PASSAGE TO READ —
Segment Open
Archives for: March 2009, 22

The Mythology in Dark Medicine

by david167 Email

Vampire stories seem to come with their own mythology, so why add other mythos ideas to them. Why not just fall back to the cultural view that has followed the great story tellers of the genre? I do it because there is so much more to the vampire and to our culture.

Over time the story of the vampire has been romanticized. In many ways, this has improved the story and in others has taken away the terror of the state of being undead. The story of Dark Medicine is intended to be a myth within itself, pulling upon the original and ancient tales of the vampire—back before Bran Stoker and his masterpiece of Dracula. When I pull back the layers of time to find the heart of the being that haunts the night, I find that it is entangled in the ancient myths of cultures around the world. There are similarities and there are differences, but the vampire cannot exist without the understanding of the mythos from which it has sprung.
Segment Closed
SUPPLIED ENTRIES —
Segment Open
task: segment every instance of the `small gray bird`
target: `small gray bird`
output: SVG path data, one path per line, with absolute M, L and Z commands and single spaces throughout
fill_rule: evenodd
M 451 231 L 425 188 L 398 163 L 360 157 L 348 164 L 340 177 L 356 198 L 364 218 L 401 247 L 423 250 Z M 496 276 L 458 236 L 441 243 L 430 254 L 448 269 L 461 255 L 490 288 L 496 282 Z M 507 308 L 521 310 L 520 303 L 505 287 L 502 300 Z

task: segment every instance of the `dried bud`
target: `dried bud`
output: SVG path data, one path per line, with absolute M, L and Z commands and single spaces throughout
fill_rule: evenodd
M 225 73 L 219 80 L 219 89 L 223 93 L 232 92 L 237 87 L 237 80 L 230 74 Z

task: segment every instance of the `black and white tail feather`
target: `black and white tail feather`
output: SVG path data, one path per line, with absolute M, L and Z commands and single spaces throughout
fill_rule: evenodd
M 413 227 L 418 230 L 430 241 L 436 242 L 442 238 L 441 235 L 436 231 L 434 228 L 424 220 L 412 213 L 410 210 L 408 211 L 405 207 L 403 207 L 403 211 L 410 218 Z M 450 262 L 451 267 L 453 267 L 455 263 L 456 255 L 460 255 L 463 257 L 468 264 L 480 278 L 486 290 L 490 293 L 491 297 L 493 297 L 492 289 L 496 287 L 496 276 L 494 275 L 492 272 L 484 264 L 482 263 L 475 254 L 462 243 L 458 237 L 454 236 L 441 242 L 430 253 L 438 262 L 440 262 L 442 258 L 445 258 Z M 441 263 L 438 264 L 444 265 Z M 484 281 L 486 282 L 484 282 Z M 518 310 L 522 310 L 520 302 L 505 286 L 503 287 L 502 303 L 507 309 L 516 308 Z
Segment Closed
PROBLEM STATEMENT — Write the next part of the post on vampire mythology in Dark Medicine, starting right after its final sentence. The entries are taken from a different source than the text.

RESPONSE —
Dark Medicine is intended to look at the curse and the allure of the vampire. Through the myth of the undead and through the myth our culture has been built up (Sumerian, Babylonian, Egyptian, Greek, Roman, Celtic, and Norse) and upon the religions of the world, the story is to examine the light, the darkness, the desires to be more, and the addictions people face in their everyday lives. To draw the vampire out into the world I must draw the tapestry in which it has been wrapped within.